### Stated problem
Please extract every line in the items below that contains the word "target", and copy each of those lines in full.

### Rows
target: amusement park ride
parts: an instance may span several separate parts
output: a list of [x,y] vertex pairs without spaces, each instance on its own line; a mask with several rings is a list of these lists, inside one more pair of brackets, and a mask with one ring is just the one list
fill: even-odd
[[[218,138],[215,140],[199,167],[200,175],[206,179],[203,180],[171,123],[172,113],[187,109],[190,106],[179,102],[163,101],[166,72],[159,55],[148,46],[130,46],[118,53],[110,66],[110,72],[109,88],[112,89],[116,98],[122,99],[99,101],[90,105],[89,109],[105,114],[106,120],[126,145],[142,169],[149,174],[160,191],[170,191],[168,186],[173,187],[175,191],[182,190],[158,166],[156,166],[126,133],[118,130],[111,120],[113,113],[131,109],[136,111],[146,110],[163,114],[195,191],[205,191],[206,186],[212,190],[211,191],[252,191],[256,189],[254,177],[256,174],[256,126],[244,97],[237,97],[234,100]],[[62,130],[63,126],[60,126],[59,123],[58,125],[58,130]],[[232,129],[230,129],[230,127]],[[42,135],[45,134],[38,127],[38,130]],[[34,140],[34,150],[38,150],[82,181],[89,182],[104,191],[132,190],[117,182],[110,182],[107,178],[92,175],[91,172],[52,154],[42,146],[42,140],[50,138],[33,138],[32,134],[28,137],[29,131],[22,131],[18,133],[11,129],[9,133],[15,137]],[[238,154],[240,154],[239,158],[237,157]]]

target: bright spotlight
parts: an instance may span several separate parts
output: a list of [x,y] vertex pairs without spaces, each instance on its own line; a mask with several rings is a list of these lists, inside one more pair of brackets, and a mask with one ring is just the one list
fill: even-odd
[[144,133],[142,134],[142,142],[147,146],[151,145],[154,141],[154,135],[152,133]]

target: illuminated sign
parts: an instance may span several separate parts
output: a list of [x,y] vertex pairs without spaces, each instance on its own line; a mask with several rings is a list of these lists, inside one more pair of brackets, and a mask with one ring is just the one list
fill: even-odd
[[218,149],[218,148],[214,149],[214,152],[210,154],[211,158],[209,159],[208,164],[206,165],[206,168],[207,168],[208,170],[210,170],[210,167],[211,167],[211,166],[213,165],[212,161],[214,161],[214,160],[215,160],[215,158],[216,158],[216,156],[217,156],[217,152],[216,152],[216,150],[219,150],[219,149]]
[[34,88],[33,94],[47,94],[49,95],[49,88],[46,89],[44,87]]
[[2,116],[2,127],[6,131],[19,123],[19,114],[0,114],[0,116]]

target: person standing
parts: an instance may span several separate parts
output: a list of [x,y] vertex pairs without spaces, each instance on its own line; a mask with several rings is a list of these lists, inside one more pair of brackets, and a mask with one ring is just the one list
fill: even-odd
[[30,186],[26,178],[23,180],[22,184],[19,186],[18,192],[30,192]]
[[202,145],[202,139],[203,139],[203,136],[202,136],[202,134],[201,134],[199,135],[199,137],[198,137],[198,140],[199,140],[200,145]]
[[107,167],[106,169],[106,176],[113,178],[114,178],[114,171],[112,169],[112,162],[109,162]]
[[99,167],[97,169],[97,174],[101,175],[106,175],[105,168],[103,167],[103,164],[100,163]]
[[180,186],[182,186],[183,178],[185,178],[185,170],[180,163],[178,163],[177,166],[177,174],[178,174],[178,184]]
==
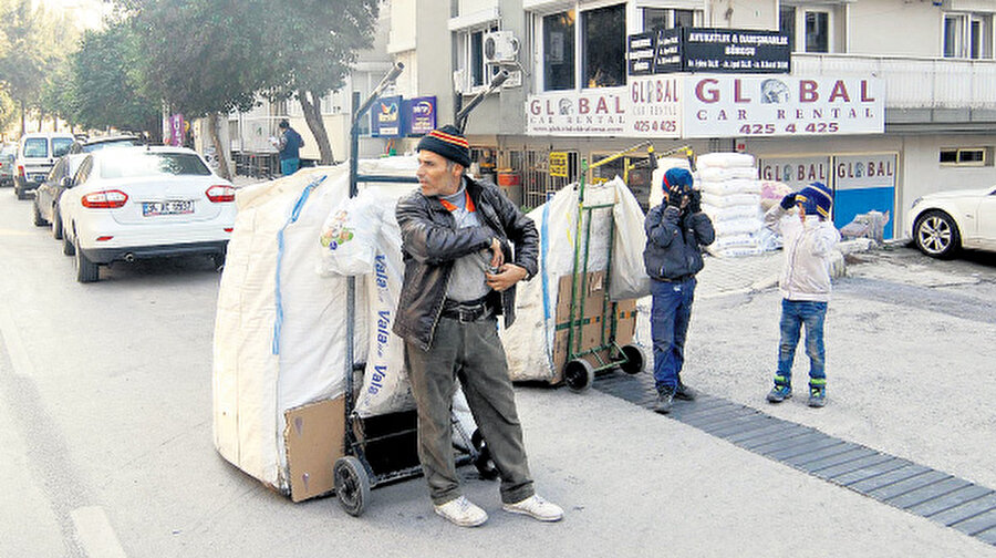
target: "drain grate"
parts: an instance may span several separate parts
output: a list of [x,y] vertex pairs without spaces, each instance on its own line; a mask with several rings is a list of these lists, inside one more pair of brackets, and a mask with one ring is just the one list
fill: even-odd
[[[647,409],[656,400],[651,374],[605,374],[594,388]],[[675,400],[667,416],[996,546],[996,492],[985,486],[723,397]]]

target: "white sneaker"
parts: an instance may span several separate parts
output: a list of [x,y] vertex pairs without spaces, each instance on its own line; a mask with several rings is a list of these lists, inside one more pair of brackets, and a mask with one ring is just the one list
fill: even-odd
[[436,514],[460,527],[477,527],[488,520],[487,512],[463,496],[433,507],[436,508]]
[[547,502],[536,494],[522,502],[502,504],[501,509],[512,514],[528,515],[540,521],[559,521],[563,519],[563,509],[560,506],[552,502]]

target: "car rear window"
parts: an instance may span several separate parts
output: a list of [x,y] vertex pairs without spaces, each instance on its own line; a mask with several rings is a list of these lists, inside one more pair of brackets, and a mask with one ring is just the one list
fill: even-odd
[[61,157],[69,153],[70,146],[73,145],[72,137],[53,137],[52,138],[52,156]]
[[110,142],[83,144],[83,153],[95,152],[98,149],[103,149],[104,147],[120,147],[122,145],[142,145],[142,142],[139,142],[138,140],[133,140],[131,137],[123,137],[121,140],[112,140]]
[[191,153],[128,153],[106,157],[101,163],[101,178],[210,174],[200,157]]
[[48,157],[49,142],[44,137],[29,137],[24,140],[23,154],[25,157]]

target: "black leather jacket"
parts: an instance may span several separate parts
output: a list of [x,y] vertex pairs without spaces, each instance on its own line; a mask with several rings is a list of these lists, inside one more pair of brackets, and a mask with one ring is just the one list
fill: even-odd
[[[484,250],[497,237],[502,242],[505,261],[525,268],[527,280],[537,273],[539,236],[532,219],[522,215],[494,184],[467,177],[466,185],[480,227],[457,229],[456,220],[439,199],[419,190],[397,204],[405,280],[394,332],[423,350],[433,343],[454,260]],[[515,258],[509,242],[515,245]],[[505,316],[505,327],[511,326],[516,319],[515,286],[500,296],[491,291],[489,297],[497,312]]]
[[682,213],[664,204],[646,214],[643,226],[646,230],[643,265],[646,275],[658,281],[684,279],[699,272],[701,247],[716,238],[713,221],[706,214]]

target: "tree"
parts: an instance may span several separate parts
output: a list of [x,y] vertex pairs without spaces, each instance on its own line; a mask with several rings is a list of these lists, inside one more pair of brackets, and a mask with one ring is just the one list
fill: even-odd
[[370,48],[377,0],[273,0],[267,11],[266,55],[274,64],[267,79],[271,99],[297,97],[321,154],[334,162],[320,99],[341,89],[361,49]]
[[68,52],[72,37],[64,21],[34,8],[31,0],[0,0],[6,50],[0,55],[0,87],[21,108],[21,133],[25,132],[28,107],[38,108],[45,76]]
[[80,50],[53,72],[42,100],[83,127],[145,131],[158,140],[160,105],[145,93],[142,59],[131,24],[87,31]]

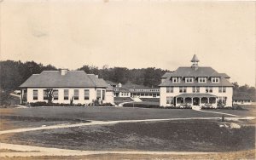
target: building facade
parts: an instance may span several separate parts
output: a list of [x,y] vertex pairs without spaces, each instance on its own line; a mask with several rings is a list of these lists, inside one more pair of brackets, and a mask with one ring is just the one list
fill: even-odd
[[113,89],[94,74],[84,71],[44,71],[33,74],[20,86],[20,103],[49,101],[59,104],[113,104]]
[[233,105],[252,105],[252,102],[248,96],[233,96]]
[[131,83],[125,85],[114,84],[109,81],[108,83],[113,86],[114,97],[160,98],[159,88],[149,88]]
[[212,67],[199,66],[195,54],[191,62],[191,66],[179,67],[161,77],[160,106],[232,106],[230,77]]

### The answer
target: amusement park ride
target: bright spotlight
target: illuminated sign
target: person standing
target: "drain grate"
target: "white sneaker"
target: "car rear window"
target: "black leather jacket"
target: "tree"
target: building facade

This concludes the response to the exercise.